# [Activity]
Beginning with the first line of the entries below, quote each line until you reach and include the line with "Would you mind pointing out the bench".

# [Provided records]
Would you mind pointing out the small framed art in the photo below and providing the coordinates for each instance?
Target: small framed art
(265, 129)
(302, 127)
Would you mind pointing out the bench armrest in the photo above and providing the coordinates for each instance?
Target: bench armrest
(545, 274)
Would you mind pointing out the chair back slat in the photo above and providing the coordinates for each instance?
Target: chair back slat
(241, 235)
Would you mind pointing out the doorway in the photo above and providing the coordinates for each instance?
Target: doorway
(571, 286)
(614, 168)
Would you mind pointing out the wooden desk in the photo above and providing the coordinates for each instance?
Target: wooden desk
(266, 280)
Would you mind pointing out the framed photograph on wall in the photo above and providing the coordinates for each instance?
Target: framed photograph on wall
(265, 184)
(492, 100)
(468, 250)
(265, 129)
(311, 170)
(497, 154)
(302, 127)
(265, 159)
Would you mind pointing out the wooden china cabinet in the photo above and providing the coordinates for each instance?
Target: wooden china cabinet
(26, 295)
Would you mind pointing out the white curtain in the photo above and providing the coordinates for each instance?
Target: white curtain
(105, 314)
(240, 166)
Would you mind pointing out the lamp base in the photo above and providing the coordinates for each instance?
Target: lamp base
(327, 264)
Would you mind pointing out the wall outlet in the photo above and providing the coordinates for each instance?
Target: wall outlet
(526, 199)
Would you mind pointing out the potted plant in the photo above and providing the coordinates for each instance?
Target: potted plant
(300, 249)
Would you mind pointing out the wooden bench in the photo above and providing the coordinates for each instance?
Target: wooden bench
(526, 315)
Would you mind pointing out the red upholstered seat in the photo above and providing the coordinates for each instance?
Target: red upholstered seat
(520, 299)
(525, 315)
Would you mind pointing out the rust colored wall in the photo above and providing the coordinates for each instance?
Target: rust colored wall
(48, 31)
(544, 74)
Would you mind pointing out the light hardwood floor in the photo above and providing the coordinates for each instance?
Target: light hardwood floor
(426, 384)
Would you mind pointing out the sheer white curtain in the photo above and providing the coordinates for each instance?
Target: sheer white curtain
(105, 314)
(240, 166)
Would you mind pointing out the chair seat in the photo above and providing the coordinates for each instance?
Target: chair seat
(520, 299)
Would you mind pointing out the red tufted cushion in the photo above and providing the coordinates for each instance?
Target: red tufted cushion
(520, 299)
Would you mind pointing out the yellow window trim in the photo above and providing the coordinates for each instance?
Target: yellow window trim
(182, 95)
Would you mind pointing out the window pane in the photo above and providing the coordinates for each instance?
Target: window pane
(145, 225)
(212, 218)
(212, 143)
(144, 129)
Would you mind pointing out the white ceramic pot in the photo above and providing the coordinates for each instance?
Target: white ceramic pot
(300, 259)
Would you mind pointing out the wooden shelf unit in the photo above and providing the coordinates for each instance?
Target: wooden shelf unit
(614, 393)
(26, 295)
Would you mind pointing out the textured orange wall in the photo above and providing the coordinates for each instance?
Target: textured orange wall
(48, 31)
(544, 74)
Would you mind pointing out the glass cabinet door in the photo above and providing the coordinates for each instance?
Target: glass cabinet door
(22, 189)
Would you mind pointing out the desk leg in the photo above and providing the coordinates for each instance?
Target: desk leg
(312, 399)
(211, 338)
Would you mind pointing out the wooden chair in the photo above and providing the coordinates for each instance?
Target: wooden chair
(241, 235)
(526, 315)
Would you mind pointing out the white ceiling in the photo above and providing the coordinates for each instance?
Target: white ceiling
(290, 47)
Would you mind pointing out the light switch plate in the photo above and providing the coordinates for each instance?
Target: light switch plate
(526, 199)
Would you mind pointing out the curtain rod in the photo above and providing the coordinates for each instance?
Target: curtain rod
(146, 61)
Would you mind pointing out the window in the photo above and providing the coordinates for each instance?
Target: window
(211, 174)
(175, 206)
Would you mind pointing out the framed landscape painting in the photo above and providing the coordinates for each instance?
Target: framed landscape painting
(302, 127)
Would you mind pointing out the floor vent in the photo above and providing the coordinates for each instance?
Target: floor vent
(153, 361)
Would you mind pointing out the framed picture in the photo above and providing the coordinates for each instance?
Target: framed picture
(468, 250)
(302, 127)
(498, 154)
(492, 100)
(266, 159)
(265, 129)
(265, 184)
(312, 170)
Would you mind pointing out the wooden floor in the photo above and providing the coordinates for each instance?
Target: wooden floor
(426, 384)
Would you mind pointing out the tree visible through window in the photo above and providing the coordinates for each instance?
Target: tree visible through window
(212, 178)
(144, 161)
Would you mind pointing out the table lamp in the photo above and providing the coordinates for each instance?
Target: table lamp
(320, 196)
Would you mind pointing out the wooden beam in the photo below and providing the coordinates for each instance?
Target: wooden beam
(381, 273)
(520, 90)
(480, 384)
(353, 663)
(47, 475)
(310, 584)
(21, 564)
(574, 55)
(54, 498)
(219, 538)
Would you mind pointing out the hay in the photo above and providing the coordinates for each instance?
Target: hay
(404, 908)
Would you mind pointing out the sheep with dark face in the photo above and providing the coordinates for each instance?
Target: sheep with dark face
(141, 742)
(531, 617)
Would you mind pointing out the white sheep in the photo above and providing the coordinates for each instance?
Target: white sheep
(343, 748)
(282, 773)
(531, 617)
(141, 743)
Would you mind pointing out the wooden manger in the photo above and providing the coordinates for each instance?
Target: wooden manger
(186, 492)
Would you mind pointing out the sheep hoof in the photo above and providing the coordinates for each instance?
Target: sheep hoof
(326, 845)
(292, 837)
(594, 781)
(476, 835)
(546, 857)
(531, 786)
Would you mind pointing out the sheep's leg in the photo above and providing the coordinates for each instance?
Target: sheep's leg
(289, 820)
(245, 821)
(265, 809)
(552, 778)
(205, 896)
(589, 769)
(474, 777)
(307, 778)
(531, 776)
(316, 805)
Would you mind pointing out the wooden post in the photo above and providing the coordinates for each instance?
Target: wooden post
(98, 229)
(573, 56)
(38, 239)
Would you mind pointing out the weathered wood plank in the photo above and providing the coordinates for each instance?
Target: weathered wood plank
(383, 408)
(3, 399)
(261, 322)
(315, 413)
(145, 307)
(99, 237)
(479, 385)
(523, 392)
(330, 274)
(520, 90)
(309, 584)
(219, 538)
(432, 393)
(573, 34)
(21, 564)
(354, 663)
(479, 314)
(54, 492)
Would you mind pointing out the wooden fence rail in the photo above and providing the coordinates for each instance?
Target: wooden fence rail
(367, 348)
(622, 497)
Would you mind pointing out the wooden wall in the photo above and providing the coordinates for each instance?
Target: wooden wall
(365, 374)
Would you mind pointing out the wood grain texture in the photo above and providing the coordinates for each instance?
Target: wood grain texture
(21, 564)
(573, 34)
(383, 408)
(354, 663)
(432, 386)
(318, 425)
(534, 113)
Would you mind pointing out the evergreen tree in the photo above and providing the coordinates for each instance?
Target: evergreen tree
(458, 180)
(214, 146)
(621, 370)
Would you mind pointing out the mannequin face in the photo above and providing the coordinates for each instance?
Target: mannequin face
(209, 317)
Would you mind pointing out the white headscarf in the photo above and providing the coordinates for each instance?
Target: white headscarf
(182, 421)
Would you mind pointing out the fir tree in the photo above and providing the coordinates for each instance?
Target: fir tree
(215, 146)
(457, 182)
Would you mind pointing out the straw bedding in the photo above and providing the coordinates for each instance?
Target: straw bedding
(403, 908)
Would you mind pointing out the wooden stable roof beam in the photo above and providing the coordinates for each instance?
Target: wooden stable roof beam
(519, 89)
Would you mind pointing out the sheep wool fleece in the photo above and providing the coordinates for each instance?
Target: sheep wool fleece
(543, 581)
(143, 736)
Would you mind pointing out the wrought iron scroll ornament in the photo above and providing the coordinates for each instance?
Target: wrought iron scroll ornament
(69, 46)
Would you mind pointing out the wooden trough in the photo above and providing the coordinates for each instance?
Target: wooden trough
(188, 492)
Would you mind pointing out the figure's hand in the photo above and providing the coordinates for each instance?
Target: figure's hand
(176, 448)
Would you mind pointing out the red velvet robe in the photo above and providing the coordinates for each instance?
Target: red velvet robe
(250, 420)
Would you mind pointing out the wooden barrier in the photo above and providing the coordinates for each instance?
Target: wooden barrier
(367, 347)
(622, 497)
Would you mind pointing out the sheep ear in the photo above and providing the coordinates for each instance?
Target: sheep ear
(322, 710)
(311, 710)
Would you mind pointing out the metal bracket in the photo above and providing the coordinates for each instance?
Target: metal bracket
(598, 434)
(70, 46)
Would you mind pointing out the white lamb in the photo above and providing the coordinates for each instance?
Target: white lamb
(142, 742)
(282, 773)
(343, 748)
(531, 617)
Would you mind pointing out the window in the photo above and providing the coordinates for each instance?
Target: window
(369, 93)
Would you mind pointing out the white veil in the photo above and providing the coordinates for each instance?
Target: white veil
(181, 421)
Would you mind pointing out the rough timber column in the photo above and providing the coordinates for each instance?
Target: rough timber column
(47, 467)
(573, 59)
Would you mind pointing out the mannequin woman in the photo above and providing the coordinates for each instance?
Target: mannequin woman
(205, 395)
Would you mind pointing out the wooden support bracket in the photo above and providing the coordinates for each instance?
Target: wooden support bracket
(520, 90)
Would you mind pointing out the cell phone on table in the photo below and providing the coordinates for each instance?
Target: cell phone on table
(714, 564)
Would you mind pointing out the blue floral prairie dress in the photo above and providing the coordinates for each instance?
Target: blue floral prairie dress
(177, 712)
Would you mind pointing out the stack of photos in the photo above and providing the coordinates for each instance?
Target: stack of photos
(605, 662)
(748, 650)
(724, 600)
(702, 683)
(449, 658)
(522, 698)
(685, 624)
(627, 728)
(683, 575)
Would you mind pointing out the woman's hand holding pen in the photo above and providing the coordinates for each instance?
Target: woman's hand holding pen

# [Completed exercise]
Would you mind pointing out the small framed art in the photo below and providing the coordinates for each instance?
Target: small framed art
(265, 129)
(302, 127)
Would you mind pointing out the bench armrest in the photo above and providing the coordinates for each instance?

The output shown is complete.